▶ **YOUR TASK**
Copy out the post below about the Apple Books MCP server, word for word and in full.

I highlight a lot — nearly 9,000 passages across ~90 books. But those highlights live in the Apple Books app, and once you underline something, it essentially disappears. You can't ask "what have I been thinking about this week?" You can't pull up a quote you vaguely remember. You can't have a conversation about a book with anything that actually knows what caught your attention in it.
Claude + MCP changes that. This server exposes your whole Apple Books library — books, highlights, notes, reading progress, genres, and (new in v0.7.0) chapter text itself — so you can ask Claude real questions:
"Summarize what I've highlighted this week"
"What am I in the middle of reading, and what's collecting dust?"
"Pick up where I left off — walk me back into the chapter I was reading last night"
"Find everywhere in my library Dawkins wrote about kin selection"
The magic isn't any single query — it's that your reading becomes a surface you can talk to. Claude doesn't forget which books you've engaged with or what themes you circle.
A few things I care about:
Local-first: nothing leaves your machine. Your data stays in Apple Books' SQLite files, which this server reads (never writes).
Open source (Apache 2.0, GitHub)
Listed on MCP Registry and installable via uvx apple-books-mcp
What's next: PDF content access (it's EPUB-only for now), paragraph-level grounding for highlights (so quoted context snaps to paragraph boundaries instead of character windows), and a one-click "resume reading" prompt for whatever book is open.
Long-term I want this to feel like reading side-by-side with someone who's read every book on your shelf.
Would love to hear what questions you'd ask your library. Happy to answer anything about the architecture (MCP tools vs. resources vs. prompts was a fun design space) or the roadmap.

▶ **SUPPLIED INFORMATION**

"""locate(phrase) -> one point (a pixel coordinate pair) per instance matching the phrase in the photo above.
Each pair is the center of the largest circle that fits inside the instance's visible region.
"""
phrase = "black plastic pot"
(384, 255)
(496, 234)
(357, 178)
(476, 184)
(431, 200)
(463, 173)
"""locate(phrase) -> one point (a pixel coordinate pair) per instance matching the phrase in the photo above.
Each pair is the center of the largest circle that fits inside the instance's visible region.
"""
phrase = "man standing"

...

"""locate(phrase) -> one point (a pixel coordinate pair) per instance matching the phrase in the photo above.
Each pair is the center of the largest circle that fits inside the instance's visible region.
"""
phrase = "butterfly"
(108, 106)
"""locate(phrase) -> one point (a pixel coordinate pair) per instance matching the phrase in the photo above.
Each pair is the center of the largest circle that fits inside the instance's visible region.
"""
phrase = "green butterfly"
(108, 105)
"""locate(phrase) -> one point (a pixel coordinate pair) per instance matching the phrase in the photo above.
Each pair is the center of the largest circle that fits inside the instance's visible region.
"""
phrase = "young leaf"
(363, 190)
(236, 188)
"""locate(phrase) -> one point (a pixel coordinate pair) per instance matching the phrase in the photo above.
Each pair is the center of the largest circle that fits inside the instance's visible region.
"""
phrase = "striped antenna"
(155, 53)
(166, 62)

▶ **ANSWER TO THIS PROBLEM**
I highlight a lot — nearly 9,000 passages across ~90 books. But those highlights live in the Apple Books app, and once you underline something, it essentially disappears. You can't ask "what have I been thinking about this week?" You can't pull up a quote you vaguely remember. You can't have a conversation about a book with anything that actually knows what caught your attention in it.
Claude + MCP changes that. This server exposes your whole Apple Books library — books, highlights, notes, reading progress, genres, and (new in v0.7.0) chapter text itself — so you can ask Claude real questions:
"Summarize what I've highlighted this week"
"What am I in the middle of reading, and what's collecting dust?"
"Pick up where I left off — walk me back into the chapter I was reading last night"
"Find everywhere in my library Dawkins wrote about kin selection"
The magic isn't any single query — it's that your reading becomes a surface you can talk to. Claude doesn't forget which books you've engaged with or what themes you circle.
A few things I care about:
Local-first: nothing leaves your machine. Your data stays in Apple Books' SQLite files, which this server reads (never writes).
Open source (Apache 2.0, GitHub)
Listed on MCP Registry and installable via uvx apple-books-mcp
What's next: PDF content access (it's EPUB-only for now), paragraph-level grounding for highlights (so quoted context snaps to paragraph boundaries instead of character windows), and a one-click "resume reading" prompt for whatever book is open.
Long-term I want this to feel like reading side-by-side with someone who's read every book on your shelf.
Would love to hear what questions you'd ask your library. Happy to answer anything about the architecture (MCP tools vs. resources vs. prompts was a fun design space) or the roadmap.